**Problem requirements:** Write out the records word for word, with no pictures.

Records contained in a dataset:
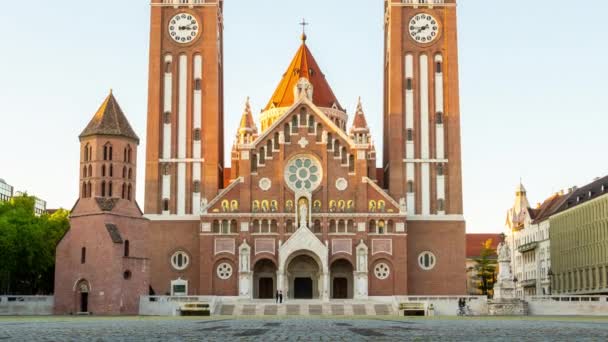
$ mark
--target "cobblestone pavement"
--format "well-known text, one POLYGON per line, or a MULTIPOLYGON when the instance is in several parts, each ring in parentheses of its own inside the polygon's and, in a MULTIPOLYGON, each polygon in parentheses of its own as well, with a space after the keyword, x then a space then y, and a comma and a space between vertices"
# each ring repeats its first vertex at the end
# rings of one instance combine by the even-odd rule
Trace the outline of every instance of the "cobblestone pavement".
POLYGON ((608 341, 608 319, 0 318, 0 341, 608 341))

**Result of the exercise:**
$ mark
--target "cobblestone pavement"
--format "well-known text, one POLYGON per line, or a MULTIPOLYGON when the instance is in several parts, each ring in parentheses of its own inside the polygon's and, in a MULTIPOLYGON, each polygon in parentheses of its own as well, with a space after the keyword, x then a space then y, and a comma and a space between vertices"
# each ring repeats its first vertex at the end
# rings of one instance combine by the even-odd rule
Trace the outline of every instance of the "cobblestone pavement".
POLYGON ((608 341, 608 319, 0 318, 0 341, 608 341))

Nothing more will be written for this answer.